THE PROBLEM ▸
Each line from the start of the records through the line containing "# test: point to the bare" is to be transcribed exactly, and no other line is to be included.

[Natural language region descriptions]
____________

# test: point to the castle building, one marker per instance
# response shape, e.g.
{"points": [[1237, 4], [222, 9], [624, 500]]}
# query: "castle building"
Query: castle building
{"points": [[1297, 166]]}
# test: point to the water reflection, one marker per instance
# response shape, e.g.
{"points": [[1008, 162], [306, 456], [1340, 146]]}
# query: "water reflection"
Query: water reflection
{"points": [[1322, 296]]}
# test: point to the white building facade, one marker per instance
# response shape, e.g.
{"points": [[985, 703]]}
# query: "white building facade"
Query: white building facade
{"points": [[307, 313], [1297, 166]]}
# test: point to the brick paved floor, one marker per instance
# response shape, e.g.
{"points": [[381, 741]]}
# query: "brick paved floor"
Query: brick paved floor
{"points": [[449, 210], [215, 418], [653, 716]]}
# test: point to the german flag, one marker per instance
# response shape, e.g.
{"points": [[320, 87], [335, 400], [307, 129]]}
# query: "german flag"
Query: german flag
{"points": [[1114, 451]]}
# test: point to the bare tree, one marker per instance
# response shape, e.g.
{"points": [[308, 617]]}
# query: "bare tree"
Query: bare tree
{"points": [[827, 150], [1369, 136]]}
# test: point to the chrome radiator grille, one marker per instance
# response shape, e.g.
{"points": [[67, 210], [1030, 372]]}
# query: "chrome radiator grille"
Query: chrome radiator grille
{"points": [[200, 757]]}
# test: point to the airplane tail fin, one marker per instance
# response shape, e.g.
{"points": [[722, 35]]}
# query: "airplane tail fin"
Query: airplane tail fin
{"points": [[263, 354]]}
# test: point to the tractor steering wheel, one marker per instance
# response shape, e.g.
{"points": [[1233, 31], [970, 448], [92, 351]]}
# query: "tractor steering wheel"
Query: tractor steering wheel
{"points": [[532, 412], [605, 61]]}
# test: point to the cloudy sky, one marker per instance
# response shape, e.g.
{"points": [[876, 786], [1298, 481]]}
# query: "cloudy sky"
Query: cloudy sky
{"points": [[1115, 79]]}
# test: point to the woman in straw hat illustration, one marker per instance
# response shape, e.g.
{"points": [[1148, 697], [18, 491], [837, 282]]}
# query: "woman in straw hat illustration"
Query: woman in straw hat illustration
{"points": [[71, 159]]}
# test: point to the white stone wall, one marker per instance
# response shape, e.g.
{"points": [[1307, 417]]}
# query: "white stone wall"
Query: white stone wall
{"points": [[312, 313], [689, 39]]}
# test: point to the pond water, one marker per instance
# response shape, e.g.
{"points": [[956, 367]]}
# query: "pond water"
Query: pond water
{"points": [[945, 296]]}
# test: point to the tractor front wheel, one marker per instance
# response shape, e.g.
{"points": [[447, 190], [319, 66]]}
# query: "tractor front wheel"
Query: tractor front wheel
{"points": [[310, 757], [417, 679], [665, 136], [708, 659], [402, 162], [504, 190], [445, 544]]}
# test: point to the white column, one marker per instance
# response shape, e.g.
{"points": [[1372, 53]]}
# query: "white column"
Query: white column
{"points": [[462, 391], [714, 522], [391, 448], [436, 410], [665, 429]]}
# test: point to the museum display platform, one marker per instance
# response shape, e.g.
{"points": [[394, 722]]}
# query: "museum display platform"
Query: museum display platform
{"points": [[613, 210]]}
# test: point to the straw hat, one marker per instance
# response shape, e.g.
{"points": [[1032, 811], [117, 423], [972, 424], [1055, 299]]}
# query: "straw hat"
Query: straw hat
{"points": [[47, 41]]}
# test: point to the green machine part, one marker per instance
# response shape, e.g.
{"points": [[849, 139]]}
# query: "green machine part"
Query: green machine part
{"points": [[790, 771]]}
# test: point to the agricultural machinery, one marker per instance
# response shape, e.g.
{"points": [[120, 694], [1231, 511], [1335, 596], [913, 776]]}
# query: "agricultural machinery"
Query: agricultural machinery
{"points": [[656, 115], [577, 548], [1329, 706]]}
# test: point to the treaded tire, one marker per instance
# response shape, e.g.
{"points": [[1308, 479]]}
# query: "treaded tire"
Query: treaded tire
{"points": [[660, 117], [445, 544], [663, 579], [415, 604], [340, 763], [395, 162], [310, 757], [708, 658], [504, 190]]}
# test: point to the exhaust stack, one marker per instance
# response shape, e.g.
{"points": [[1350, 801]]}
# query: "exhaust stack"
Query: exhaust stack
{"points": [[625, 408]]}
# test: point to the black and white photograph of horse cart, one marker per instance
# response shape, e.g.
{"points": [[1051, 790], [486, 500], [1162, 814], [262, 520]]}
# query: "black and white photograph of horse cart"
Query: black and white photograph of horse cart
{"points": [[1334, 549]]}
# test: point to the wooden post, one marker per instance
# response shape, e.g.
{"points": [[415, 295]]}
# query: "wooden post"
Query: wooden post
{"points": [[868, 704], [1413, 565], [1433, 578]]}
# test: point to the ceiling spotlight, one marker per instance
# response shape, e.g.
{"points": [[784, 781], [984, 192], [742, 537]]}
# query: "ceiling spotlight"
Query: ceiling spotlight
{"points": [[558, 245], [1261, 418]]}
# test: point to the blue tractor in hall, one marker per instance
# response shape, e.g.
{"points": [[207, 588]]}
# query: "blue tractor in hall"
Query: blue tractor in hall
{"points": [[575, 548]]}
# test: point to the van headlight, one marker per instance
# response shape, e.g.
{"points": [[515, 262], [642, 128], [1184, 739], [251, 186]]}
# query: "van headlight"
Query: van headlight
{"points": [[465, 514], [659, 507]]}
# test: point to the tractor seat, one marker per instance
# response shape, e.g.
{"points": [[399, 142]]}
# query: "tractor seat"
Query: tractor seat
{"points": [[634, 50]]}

____________

WRITTEN SOLUTION ▸
# test: point to the castle building, one marker per instance
# response shape, e.g.
{"points": [[1237, 4], [222, 9], [624, 500]]}
# query: "castle building"
Query: castle building
{"points": [[1297, 166]]}
# test: point to the water reflection, one marker per instance
# response shape, e.g.
{"points": [[1008, 162], [306, 456], [1340, 146]]}
# query: "water reflection"
Query: water reflection
{"points": [[1322, 296]]}
# test: point to the white building facade, one marker per instance
# response shape, e.g.
{"points": [[985, 703]]}
# query: "white building facade"
Query: white building facade
{"points": [[307, 313], [1297, 166]]}
# test: point to the brick paved floor, one marker per instance
# response shape, e.g.
{"points": [[381, 741]]}
# query: "brick paved floor"
Query: brick paved floor
{"points": [[449, 210], [215, 418], [653, 716]]}
# test: point to the german flag, one marker per instance
# response shape, e.g.
{"points": [[320, 87], [335, 400], [307, 129]]}
# query: "german flag"
Query: german flag
{"points": [[1114, 451]]}
# test: point to the bare tree, one marker per instance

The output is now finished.